### [PROBLEM]
Transcribe all of the material exactly.
━━━━━━━━━━━━━━━━
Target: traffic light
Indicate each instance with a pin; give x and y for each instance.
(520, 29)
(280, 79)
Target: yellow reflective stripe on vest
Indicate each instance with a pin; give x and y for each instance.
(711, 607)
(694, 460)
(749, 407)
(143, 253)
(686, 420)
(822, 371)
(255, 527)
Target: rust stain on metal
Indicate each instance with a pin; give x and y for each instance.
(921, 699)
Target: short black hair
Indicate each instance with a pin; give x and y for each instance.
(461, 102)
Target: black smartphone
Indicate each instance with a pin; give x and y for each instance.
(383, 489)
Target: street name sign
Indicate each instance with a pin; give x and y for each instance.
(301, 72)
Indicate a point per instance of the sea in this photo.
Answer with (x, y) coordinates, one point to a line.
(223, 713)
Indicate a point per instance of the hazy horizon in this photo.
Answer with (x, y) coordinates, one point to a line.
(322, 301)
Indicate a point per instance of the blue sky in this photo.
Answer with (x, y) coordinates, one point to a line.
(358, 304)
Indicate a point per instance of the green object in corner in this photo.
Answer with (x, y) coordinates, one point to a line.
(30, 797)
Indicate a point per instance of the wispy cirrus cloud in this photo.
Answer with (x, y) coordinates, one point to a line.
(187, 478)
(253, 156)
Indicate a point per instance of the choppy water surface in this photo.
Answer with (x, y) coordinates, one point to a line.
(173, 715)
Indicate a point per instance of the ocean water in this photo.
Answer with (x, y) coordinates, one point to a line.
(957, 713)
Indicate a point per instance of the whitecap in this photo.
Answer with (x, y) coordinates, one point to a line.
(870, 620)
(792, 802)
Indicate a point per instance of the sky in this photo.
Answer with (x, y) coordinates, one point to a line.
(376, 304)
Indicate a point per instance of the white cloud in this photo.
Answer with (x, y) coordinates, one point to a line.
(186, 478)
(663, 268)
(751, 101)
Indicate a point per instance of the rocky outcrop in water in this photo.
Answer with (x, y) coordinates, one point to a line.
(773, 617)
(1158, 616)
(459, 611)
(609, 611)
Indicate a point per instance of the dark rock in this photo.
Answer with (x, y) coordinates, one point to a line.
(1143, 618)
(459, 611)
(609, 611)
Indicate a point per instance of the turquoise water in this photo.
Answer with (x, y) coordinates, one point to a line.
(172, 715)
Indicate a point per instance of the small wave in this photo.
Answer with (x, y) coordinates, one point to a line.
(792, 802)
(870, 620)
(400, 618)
━━━━━━━━━━━━━━━━
### [ANSWER TO THIS PROBLEM]
Target: traffic light
Indicate each instance with a pin; give x and y for each instance.
(520, 29)
(280, 79)
Target: yellow reflective stripe on vest
Indicate each instance with a pin; give x and y for each instance.
(711, 607)
(694, 460)
(749, 407)
(143, 253)
(686, 420)
(822, 371)
(255, 527)
Target: rust stain on metal
Indicate each instance with a pin; give x and y for each instance.
(921, 699)
Target: short black hair
Indicate each instance with a pin; give x and y for each instance.
(461, 102)
Target: black smartphone
Indicate each instance with a pin; give x and y for each instance.
(383, 489)
Target: street name sign
Indicate each instance with a pin; give x and y for each instance.
(301, 72)
Indicate a point per instance of the sea in this photo.
Answer with (x, y) coordinates, one point to a line.
(223, 713)
Indicate a point per instance of the hazy horizon in this photo.
Answer with (x, y) coordinates, one point to a line.
(322, 301)
Indicate a point per instance of the blue sky in this photo.
Answer with (x, y) coordinates, one point to a line.
(358, 304)
Indicate a point per instance of the green object in corner in this photo.
Answer with (x, y) coordinates, one point to a line.
(30, 797)
Indicate a point per instance of the wispy cirrus cloud in this photo.
Answer with (x, y) coordinates, one point to a line.
(187, 478)
(253, 156)
Indicate a point per instance of the choppy water surface in this photo.
Answer with (x, y) coordinates, one point to a line.
(173, 715)
Indicate a point per instance of the ocean water in this photo.
Answer with (x, y) coordinates, one point to a line.
(957, 713)
Indicate a point per instance of the whitecap in this photo.
Answer with (x, y) coordinates, one point to a line.
(870, 620)
(792, 802)
Indicate a point per instance of the sky in this photo.
Answer with (x, y) coordinates, one point to a line.
(376, 304)
Indicate a point per instance of the white cloud in this photo.
Answer with (x, y) coordinates, one point to a line.
(186, 478)
(663, 268)
(751, 101)
Indicate a point per instance of the rocky outcrop in water in this photo.
Answer with (x, y) coordinates, one point to a line.
(773, 617)
(1158, 616)
(459, 611)
(609, 611)
Indicate a point per instance of the dark rock in this photo.
Answer with (x, y) coordinates, one point to a line.
(1143, 618)
(459, 611)
(609, 611)
Indicate a point per instance of the turquoise water in this photo.
Answer with (x, y) coordinates, one point to a line.
(172, 715)
Indicate a point per instance of the small wave in this photo.
Answer with (x, y) coordinates, one point to a line.
(792, 802)
(870, 620)
(400, 618)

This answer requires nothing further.